Could you restate word for word only the lines below from the one holding "written like (396,403)." to the one holding "written like (672,208).", inclusive, and leave out the pictures?

────

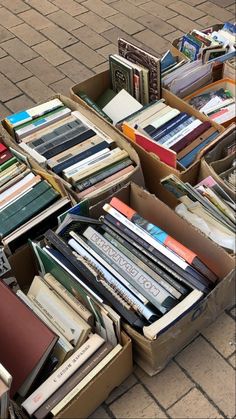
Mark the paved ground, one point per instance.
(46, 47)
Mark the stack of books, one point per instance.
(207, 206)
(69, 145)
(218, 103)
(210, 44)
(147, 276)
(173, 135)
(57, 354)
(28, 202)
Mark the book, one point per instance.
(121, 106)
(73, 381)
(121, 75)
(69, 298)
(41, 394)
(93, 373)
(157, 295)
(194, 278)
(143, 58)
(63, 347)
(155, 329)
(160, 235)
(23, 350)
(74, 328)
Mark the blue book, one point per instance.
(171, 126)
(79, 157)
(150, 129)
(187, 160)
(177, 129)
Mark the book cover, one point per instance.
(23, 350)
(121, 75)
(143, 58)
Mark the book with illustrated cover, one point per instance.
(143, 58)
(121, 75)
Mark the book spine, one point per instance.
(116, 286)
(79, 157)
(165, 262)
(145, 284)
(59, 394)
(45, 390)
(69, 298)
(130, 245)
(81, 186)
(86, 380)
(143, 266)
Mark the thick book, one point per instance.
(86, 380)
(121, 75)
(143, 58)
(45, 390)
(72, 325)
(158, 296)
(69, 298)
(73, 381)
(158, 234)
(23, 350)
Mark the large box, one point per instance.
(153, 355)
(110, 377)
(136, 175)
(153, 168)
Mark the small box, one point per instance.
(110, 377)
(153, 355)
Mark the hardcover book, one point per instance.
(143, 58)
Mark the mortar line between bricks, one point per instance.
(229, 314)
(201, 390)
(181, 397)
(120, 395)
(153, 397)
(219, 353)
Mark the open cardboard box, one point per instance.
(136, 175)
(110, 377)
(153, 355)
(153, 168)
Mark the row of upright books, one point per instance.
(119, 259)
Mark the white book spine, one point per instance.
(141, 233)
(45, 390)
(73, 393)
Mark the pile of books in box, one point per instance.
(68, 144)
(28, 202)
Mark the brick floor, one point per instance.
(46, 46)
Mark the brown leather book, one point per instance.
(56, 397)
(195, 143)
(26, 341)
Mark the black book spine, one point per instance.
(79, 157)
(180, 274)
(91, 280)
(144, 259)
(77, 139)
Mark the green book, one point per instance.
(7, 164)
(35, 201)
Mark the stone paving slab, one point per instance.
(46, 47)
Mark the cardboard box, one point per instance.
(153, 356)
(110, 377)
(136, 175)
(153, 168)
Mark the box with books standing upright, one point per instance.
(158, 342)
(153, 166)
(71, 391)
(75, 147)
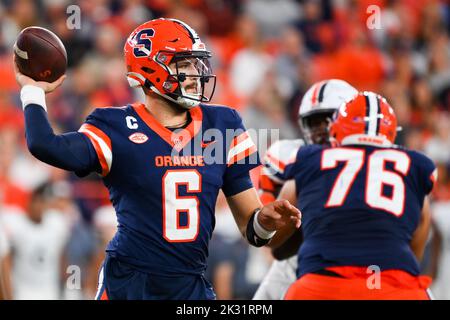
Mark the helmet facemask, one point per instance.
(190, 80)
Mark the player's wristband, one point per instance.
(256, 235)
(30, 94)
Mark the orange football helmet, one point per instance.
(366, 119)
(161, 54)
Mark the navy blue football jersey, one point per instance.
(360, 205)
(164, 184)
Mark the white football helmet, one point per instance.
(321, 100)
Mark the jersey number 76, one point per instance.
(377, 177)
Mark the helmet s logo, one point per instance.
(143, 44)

────

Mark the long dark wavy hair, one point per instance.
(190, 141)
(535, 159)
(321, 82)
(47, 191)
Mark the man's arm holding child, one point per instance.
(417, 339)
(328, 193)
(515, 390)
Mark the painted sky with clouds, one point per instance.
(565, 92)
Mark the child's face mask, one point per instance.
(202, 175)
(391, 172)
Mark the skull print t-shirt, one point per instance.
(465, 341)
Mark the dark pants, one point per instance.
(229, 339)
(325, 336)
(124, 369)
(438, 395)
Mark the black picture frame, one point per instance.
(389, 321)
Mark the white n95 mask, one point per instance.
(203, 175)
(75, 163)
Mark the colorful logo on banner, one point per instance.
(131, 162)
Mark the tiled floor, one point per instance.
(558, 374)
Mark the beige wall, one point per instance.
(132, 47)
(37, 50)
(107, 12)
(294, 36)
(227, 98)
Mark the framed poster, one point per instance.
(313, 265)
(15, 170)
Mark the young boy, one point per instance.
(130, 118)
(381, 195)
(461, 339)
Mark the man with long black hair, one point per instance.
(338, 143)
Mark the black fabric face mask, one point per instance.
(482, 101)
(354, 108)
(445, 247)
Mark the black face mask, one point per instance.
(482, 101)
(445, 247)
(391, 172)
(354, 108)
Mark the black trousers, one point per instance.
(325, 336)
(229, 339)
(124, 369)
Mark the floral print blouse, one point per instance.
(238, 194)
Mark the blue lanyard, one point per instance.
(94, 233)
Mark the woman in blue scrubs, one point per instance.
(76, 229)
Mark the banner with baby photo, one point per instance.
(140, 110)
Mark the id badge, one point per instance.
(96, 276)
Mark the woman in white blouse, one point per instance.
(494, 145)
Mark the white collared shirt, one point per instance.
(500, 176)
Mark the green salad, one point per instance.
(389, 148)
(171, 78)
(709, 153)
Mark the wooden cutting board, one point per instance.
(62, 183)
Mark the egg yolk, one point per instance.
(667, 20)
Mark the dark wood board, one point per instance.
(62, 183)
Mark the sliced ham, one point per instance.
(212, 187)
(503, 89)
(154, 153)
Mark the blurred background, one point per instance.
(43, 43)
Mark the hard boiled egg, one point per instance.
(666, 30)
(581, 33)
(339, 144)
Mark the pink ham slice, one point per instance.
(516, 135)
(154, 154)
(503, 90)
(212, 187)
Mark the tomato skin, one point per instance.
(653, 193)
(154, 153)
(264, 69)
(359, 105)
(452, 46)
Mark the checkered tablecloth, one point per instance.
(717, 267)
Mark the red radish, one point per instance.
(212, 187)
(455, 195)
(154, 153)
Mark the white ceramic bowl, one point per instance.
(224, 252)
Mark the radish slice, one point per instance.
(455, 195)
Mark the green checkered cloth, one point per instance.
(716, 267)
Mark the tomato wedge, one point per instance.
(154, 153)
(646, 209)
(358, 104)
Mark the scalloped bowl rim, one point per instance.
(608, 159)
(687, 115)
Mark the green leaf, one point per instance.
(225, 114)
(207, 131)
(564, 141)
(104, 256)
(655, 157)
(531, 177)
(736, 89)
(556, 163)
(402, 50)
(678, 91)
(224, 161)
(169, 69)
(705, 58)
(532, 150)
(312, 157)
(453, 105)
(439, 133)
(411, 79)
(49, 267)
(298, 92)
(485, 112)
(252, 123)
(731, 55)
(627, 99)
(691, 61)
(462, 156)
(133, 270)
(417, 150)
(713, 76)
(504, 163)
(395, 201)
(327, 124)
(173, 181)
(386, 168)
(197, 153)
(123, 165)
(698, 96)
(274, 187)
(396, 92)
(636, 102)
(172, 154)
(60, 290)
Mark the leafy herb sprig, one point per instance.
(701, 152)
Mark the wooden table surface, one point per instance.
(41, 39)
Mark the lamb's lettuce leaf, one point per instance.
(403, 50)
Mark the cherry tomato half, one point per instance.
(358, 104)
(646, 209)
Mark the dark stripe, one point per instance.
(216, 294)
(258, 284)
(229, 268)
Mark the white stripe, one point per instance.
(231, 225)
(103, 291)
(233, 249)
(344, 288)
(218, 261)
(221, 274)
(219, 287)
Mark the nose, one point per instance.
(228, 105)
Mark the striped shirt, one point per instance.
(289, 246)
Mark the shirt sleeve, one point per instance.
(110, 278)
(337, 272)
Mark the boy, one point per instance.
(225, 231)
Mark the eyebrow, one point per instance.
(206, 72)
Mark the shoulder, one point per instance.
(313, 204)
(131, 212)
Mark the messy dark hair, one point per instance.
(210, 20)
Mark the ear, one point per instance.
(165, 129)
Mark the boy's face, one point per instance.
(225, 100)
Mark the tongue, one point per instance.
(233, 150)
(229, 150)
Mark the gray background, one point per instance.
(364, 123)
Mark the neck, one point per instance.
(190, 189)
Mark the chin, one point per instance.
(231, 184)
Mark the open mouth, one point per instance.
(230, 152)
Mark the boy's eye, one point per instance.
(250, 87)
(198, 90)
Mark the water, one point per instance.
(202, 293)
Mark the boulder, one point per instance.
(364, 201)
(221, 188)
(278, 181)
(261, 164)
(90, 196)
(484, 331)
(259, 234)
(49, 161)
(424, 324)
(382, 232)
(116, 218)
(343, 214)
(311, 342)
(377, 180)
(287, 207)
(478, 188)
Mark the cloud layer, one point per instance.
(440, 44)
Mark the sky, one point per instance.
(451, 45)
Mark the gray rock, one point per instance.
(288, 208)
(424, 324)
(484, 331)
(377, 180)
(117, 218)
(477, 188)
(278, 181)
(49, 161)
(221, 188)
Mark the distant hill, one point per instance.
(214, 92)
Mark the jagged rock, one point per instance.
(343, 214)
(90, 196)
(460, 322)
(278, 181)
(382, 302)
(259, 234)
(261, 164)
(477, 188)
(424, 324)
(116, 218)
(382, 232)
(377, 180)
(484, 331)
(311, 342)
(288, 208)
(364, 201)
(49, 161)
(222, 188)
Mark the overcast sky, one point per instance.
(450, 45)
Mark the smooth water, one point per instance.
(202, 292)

────

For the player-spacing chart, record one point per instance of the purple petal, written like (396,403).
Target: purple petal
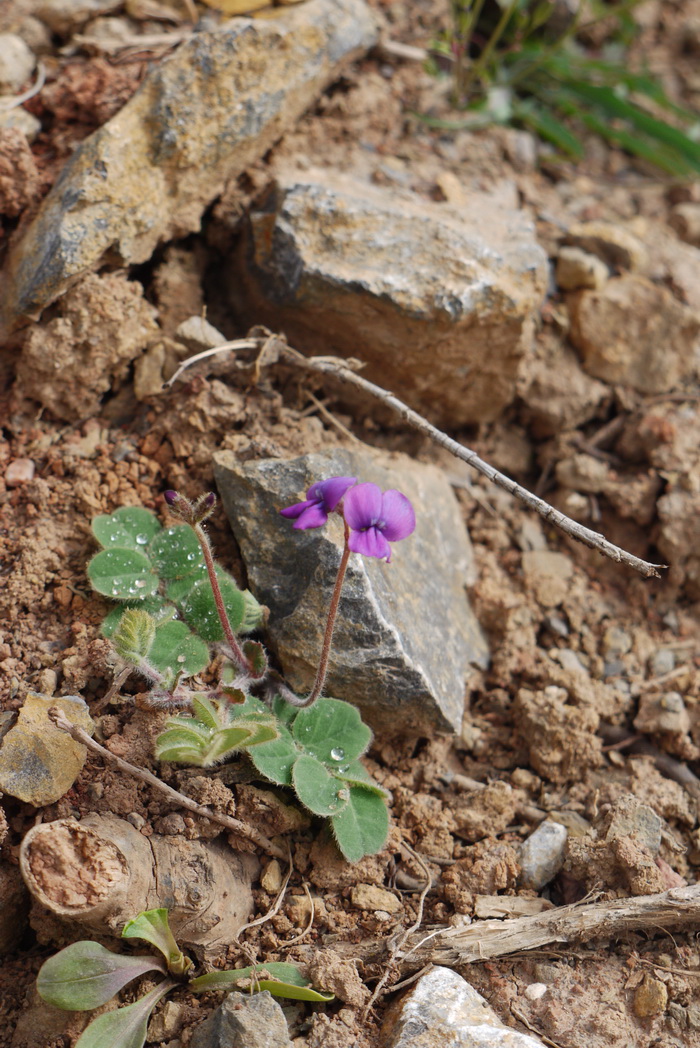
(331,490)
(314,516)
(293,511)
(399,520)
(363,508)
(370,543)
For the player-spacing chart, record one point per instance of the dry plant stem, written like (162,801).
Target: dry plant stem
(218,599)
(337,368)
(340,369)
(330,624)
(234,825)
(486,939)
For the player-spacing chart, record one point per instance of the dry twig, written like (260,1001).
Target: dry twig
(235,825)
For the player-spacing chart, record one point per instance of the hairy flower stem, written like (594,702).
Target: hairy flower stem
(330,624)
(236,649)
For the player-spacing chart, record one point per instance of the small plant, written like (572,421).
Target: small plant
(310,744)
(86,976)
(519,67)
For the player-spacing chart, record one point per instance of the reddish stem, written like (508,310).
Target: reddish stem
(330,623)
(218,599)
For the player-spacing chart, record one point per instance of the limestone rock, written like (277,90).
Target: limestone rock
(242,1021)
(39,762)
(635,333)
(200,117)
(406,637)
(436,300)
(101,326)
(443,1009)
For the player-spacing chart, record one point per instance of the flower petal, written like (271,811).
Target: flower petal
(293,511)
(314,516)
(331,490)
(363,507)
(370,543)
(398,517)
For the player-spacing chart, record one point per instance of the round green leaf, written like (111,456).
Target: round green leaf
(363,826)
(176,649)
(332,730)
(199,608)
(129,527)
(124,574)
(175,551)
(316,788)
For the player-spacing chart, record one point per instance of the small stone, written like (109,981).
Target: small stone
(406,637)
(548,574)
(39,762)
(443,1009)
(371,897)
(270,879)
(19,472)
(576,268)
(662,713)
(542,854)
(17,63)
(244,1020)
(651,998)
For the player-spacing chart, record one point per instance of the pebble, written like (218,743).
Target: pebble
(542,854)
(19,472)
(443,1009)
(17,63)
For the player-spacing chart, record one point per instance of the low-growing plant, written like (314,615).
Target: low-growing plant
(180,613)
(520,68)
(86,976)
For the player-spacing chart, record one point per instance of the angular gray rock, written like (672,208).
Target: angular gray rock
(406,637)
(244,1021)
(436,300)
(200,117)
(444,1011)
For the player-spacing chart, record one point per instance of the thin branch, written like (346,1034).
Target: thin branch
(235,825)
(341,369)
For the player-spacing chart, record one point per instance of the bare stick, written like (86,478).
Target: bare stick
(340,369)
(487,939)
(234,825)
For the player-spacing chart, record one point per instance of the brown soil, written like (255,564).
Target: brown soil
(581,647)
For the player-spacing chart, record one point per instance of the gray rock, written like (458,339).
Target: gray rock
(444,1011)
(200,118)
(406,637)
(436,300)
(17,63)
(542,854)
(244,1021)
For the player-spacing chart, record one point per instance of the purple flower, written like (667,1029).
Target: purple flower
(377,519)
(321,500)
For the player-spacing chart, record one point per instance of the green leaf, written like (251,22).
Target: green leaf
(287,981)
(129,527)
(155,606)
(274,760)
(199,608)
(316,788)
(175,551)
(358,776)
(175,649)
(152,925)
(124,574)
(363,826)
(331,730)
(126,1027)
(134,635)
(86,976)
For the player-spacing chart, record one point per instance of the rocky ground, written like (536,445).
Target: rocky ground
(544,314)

────

## EXERCISE ANSWER:
For the player-spacing chart, record one point per instance of the purple petal, written like (396,403).
Target: purple petal
(331,490)
(314,516)
(293,511)
(399,520)
(363,508)
(370,543)
For the player-spacing chart, record one point per instance of the dry plant stem, written like (162,801).
Target: dry plant stem
(218,599)
(337,368)
(340,369)
(330,624)
(234,825)
(486,939)
For the player-spacing chart, record one point per instance of the dry twig, written like (260,1001).
Target: dry twig
(235,825)
For the player-spacing chart, record one point per instance of the hairy flower stem, written like (594,702).
Target: hairy flower stem
(330,624)
(236,649)
For the player-spacing chart, record one point per instance of the small plant, written like (572,421).
Target: small plant
(310,744)
(86,976)
(519,67)
For the player-spacing chart, record one point per instance of the reddish stem, written like (508,310).
Target: reddish stem
(330,623)
(218,599)
For the player-spacing chart, record one point per instance of the limestone rock, written like (277,90).
Target: limestone rock
(242,1021)
(39,762)
(635,333)
(200,117)
(406,637)
(436,300)
(101,326)
(443,1009)
For the player-spacing chart, record one point per instance of the flower petal, written like (271,811).
Target: flower petal
(293,511)
(314,516)
(331,490)
(363,507)
(370,543)
(398,517)
For the player-spacing chart, record one point per instance of the round green leaf, written like (111,456).
Target: round green leaf
(363,826)
(176,649)
(332,730)
(199,608)
(129,527)
(124,574)
(175,551)
(316,788)
For the player-spacing chart, record one point per instance of the small stone, written like (109,981).
Target: small stone
(406,637)
(548,574)
(39,762)
(443,1009)
(371,897)
(270,879)
(19,472)
(576,268)
(662,713)
(542,854)
(17,63)
(244,1020)
(651,998)
For the player-spacing chart, record one point per instance of the pebble, written like (218,743).
Target: pebble
(542,854)
(19,472)
(443,1009)
(17,63)
For the player-spacing chart, record one point per instance of the low-growing plant, written like (314,615).
Target: low-growing plant
(180,613)
(520,68)
(86,976)
For the player-spacing chart, record one point per instance of the angular gray rock, written like (672,208).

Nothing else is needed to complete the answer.